■ **Requirement**
Within the material below, find each line bearing the word "tank" and present it.

[Start of section]

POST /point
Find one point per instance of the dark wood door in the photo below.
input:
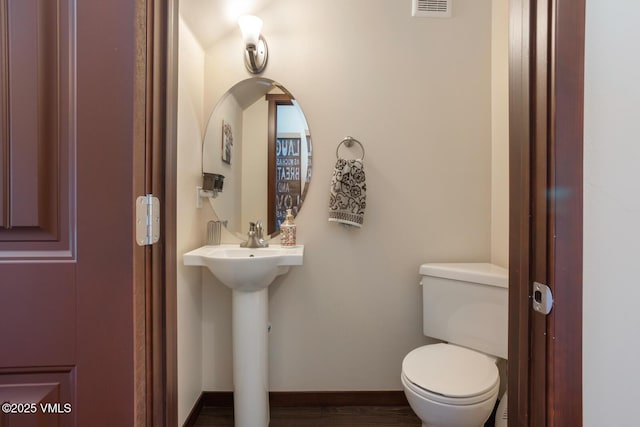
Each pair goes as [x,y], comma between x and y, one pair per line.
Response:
[546,119]
[69,294]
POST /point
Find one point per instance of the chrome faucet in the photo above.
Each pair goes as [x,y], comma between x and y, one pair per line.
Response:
[254,236]
[259,230]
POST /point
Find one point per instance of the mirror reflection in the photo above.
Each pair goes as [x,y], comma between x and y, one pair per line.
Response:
[259,139]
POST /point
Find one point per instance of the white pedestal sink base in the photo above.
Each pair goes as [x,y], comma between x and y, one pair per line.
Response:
[250,358]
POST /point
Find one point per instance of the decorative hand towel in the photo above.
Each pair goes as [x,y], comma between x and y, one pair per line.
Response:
[347,198]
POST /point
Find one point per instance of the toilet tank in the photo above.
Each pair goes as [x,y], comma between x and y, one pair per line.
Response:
[466,304]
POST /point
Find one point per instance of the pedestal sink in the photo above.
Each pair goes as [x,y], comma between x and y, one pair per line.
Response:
[248,272]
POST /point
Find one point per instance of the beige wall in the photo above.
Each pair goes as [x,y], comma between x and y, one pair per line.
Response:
[611,215]
[417,93]
[500,133]
[190,230]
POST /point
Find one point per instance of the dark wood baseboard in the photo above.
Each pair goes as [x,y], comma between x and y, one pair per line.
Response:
[303,399]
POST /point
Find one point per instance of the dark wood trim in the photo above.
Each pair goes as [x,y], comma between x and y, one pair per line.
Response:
[160,176]
[564,340]
[5,164]
[140,259]
[282,399]
[197,409]
[519,198]
[546,113]
[314,398]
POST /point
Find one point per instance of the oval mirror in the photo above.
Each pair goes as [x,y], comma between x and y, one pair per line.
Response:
[259,139]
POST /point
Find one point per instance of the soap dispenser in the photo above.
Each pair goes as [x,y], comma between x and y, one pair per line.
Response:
[288,231]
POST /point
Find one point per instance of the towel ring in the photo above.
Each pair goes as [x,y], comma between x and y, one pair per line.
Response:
[348,142]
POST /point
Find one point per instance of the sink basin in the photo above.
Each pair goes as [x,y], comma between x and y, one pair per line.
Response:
[245,269]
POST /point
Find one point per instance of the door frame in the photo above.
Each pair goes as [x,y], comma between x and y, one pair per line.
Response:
[546,61]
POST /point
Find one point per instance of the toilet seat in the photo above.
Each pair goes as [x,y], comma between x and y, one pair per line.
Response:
[450,374]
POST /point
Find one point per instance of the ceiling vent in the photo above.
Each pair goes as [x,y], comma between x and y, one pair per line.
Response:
[431,8]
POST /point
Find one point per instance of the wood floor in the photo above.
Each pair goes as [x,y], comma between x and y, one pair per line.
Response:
[326,416]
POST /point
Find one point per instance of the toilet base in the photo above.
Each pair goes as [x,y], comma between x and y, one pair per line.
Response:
[435,414]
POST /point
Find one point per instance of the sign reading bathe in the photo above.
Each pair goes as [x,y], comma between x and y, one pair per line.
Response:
[288,176]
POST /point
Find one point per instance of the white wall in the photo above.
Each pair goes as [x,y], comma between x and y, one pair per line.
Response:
[500,133]
[190,228]
[611,350]
[417,93]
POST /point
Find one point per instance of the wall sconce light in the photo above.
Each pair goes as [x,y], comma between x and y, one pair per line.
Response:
[255,52]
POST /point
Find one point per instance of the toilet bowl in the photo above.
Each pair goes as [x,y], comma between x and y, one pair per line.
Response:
[456,383]
[450,386]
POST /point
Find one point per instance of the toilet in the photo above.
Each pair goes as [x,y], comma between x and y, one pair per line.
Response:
[455,383]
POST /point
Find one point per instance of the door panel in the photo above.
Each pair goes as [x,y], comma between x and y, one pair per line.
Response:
[35,145]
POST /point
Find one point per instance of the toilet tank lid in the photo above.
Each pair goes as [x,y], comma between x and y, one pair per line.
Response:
[484,273]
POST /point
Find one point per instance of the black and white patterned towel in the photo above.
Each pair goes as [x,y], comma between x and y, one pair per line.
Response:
[347,198]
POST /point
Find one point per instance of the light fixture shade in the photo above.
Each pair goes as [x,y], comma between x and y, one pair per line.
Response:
[250,26]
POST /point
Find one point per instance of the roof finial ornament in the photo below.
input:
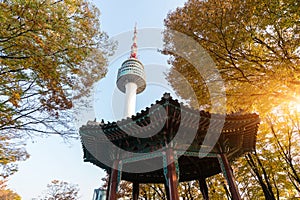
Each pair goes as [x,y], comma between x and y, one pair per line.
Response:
[133,53]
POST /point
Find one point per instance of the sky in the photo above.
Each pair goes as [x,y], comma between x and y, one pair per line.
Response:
[51,157]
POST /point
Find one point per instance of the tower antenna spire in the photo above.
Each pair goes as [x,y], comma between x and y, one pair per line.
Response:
[131,78]
[133,53]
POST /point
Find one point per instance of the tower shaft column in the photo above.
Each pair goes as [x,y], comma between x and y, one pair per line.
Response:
[130,99]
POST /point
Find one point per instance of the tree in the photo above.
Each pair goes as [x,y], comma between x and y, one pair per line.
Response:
[6,193]
[255,46]
[51,52]
[61,190]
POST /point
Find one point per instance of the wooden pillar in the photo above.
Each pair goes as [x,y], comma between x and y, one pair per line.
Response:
[113,181]
[167,191]
[172,176]
[203,188]
[229,177]
[135,190]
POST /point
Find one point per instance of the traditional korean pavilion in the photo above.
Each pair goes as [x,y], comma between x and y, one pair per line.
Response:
[180,161]
[166,142]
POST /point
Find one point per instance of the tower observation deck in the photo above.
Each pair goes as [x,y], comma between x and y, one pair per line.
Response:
[131,78]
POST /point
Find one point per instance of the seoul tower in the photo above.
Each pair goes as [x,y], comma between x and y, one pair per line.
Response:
[131,78]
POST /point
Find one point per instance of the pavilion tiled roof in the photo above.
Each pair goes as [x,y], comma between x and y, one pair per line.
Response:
[161,122]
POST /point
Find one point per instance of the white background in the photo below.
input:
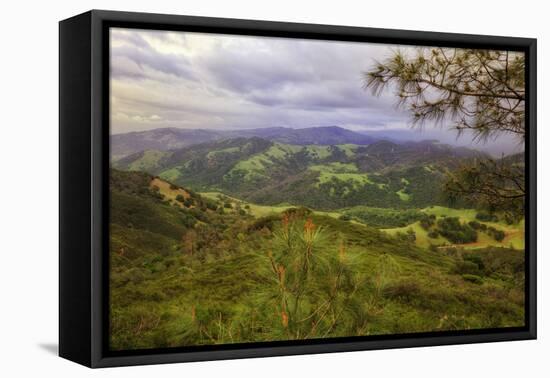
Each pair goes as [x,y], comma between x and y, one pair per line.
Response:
[29,189]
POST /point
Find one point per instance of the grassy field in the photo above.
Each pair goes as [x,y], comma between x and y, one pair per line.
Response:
[514,233]
[211,273]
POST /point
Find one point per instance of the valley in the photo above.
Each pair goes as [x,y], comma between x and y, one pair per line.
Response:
[302,235]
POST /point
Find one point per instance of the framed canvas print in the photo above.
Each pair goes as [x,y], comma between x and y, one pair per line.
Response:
[234,188]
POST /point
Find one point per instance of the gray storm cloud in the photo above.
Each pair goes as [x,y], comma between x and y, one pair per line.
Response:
[194,80]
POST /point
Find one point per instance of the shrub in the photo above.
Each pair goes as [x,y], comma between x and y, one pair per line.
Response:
[427,222]
[466,267]
[433,234]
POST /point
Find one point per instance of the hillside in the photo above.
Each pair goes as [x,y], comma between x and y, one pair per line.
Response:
[173,138]
[187,269]
[381,174]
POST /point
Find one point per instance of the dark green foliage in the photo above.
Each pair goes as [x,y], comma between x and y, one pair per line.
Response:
[472,278]
[384,218]
[427,222]
[184,277]
[433,234]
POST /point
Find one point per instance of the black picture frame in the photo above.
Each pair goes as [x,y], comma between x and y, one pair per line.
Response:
[84,193]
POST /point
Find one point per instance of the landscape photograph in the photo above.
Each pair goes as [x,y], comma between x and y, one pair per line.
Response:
[275,189]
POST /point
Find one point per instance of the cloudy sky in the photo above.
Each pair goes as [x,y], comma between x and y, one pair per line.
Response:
[195,80]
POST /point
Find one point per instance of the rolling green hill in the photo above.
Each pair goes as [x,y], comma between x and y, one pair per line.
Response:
[381,174]
[191,269]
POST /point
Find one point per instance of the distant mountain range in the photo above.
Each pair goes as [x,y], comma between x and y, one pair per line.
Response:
[173,138]
[307,171]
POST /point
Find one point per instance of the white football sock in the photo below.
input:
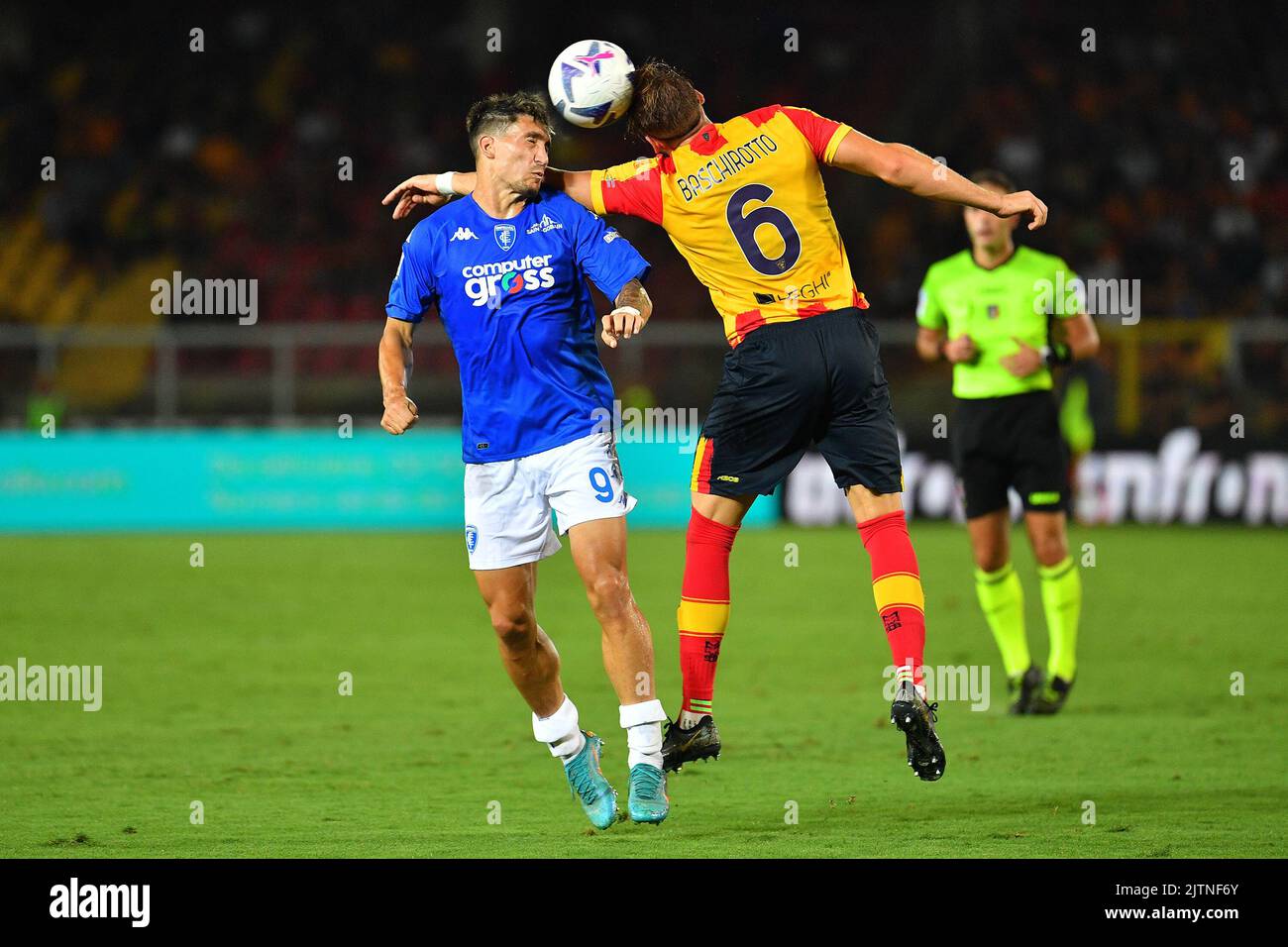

[End of section]

■ **Written solution**
Find one point per instance of the toilet tank in the photo above.
Find one point per instance of the toilet tank lid in the photo above.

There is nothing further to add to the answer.